## The data
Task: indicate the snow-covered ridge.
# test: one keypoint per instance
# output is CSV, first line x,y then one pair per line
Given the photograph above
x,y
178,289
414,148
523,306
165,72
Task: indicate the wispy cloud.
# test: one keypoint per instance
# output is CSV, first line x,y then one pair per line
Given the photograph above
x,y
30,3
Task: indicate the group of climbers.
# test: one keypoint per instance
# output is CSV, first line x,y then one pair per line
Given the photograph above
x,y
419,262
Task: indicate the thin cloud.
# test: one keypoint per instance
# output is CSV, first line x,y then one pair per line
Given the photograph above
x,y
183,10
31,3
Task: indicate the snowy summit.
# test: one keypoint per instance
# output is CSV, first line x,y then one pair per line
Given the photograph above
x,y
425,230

## Task brief
Above are entries; state the number of lines among them that contain "cloud", and nothing else.

## Finished task
2